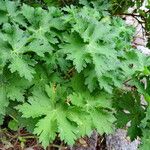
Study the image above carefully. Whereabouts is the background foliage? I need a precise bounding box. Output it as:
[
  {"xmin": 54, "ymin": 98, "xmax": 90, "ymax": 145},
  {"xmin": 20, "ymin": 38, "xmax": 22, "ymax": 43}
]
[{"xmin": 0, "ymin": 0, "xmax": 150, "ymax": 150}]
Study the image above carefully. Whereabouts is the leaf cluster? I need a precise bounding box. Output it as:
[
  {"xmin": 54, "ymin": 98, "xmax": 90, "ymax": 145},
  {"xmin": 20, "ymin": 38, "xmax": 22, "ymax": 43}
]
[{"xmin": 0, "ymin": 0, "xmax": 149, "ymax": 147}]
- - - - - - -
__TASK DESCRIPTION__
Recast every line of the data above as a JSON list of strings, one string per line, omitting blank lines and leaving out the pictures.

__ANSWER TO THIS EXERCISE__
[
  "Study the image above carefully. Whereabouts is the background foliage? I need a precise bounding box. Output it as:",
  "[",
  "  {\"xmin\": 54, \"ymin\": 98, \"xmax\": 90, \"ymax\": 145},",
  "  {\"xmin\": 20, \"ymin\": 38, \"xmax\": 22, \"ymax\": 43}",
  "]",
  "[{\"xmin\": 0, \"ymin\": 0, \"xmax\": 150, \"ymax\": 150}]",
  "Study the image above carefully. Whereabouts is the leaf cluster? I need a precise bounding box. Output it as:",
  "[",
  "  {\"xmin\": 54, \"ymin\": 98, \"xmax\": 90, \"ymax\": 145},",
  "  {\"xmin\": 20, \"ymin\": 38, \"xmax\": 22, \"ymax\": 43}",
  "]",
  "[{\"xmin\": 0, \"ymin\": 0, \"xmax\": 149, \"ymax\": 147}]"
]